─── Verilen Metin ───
Heyecanlı bir bekleyişin sonunda aldığımız en güzel müjde “Allah bağışlasın, bir kız erkek evladınız” oldu cümlesi olsa gerek ya da nur topu gibi bir erkek evladınız … İnsan hayatındaki tarifi en zor mucizenin gerçekleştiğinin ifadesi olan bu cümle, dünyanın her yerinde binlerce kere tekrarlanıyor. Yüzlerde beliren gülümsemeler, tarifsiz heyecanlara karışıyor.
Bir bebeğin dünyaya geliş serüvenini “mucize” olarak tanımlayabilen insanların sevinci Allah’a edilen şükürle asıl manasına kavuşuyor. Fakat bu mucizeyi Allah’ın lütfu olarak algılamakta güçlük çekebilenler de yok değil. Bu noktada şekillenmeye başlıyor taze tomurcuk bebeğin hayatı ve geleceği. Çünkü bebekler büyürken anne babanın inançları ve hayat felsefesi doğrultusunda yetiştiriliyor.
───
**Görevler:**
1. Bebeğin dünyaya gelişini anlatan metindeki "Yüzlerde beliren gülümsemeler, tarifsiz heyecanlara karışıyor." cümlesini İngilizceye çevirin.
2. Bebeğin dünyaya gelişini anlatan metne göre aşağıdaki soruları yanıtlayın:
(a) Müjde cümlesi dünyanın her yerinde kaç kez tekrarlanıyor?
(b) Bebeğin dünyaya gelişini "mucize" olarak tanımlayabilenlerin sevinci neyle asıl manasına kavuşuyor?
(c) Bebekler büyürken neyin doğrultusunda yetiştiriliyor?
3. Bebeğin dünyaya gelişini anlatan metni kaldığı yerden devam ettirin.
─── Verilen Bilgiler ───
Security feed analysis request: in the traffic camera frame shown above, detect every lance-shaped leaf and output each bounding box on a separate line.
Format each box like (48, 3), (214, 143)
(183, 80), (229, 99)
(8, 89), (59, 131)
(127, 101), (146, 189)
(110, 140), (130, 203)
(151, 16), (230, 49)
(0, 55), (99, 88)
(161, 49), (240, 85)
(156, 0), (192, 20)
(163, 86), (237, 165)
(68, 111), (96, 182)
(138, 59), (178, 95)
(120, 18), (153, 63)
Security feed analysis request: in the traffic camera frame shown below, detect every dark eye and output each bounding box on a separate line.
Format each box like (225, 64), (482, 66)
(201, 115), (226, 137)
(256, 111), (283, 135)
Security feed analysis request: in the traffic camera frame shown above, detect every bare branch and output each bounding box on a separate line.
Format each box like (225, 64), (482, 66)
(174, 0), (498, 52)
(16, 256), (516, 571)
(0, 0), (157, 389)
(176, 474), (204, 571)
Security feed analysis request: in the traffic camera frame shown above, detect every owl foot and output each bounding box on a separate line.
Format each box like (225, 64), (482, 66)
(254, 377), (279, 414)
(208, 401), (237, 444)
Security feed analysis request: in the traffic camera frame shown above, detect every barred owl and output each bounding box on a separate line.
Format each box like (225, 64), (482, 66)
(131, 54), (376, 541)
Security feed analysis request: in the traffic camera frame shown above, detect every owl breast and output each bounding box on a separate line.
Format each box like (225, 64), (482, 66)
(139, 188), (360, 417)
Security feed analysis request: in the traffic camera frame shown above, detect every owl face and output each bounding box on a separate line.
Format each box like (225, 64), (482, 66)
───
**Sonuçlar:**
1. The smiles that appear on faces mingle with indescribable excitement.

2.
(a) Binlerce kez.
(b) Allah'a edilen şükürle.
(c) Anne babanın inançları ve hayat felsefesi doğrultusunda.

3.
Peygamberimizin çocuğa yaklaşımı bizler için mihenk taşı niteliğinde. Yalnız ve yalnız alemlere rahmet olarak gönderilen Efendimiz, çocuklara daima merhamet ve sevgi ile muamele ederek emsal sunmuş bizlere. Ruhlarına sevgi diliyle en güzel ahlâk üzere şekil vermiş. Çocuklarını öpemediğini dile getiren bir babaya, Allah’ın kalbindeki merhameti aldığını bildirmesi, sevginin gönülde barınması ve dile getirilmesinin önemine işaret etmiyor mu ?
Hangi sıcaklık anne sıcaklığını verir ?
Suni yaklaşımlar bu merhamet ağın örebilir mi ilmik ilmik?
Yeryüzüne ilk kez ağlayarak sesini duyuran bebeklerin her biri farklı bir gülücükle başlıyor hayata. Bu farklı gülücük aynı zamanda bebeğin kendine özgü kişiliğinin ilk ifadesi oluyor. Peki, bu gülüşü anne-babalar doğru algılayabiliyorlar mı?
İşte sorgulamak istediğim merak ettiğim konu bu .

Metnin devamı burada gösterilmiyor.